**** Entries supplied ****
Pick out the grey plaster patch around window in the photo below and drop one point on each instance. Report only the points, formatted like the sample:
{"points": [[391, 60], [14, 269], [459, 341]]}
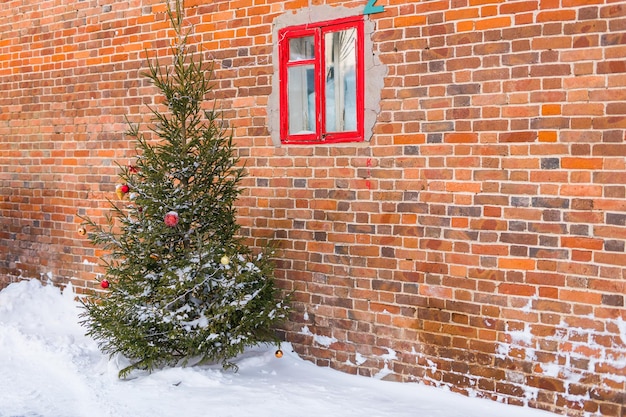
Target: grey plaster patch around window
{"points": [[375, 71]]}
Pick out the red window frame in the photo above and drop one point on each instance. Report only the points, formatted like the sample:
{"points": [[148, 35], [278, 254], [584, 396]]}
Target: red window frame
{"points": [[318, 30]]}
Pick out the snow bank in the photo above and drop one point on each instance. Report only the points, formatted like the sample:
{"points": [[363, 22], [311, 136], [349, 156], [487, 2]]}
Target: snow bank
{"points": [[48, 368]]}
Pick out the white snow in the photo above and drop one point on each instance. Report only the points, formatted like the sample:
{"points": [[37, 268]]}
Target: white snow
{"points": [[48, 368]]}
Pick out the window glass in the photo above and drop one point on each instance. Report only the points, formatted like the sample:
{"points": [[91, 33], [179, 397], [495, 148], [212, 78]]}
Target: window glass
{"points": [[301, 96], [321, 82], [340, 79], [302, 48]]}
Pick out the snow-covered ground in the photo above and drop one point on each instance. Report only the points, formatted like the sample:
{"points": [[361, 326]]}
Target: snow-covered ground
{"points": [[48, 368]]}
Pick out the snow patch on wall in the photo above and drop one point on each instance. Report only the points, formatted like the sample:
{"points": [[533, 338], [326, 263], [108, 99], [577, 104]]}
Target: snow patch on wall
****
→ **Work item**: Beginning with the first line of the records and ending with the line that contains "Pick out the snow-covered", reproduce every line exactly, omitting pictures and adding nothing.

→ **Final answer**:
Pick out the grey plaster patch around window in the photo below and drop one point on each instance. Report only the points, formatted like the sample:
{"points": [[391, 60], [14, 269], [459, 341]]}
Target: grey plaster patch around window
{"points": [[375, 71]]}
Pick out the red window frame in the photo above and drop one point on each instance. Report only the points, formatted like the sample:
{"points": [[148, 35], [278, 254], [584, 396]]}
Target: red window frame
{"points": [[318, 30]]}
Pick out the snow bank in the photo above and drop one point on each instance. Report only the points, formatted like the sample:
{"points": [[363, 22], [311, 136], [349, 156], [487, 2]]}
Target: snow bank
{"points": [[48, 368]]}
Pick out the white snow in the photo above and drop one point on each instance. Report only the points, formatted like the sample:
{"points": [[37, 268]]}
Target: white snow
{"points": [[48, 368]]}
Pick out the window glass in the photo above and drop one point on each instance. Report only the points, formatted like the sample:
{"points": [[91, 33], [179, 397], [495, 148], [212, 78]]}
Target: window glass
{"points": [[301, 96], [321, 82], [340, 79], [302, 48]]}
Pick out the snow-covered ground in the photo above and drop one point on each instance. Report only the points, formatted like the sample:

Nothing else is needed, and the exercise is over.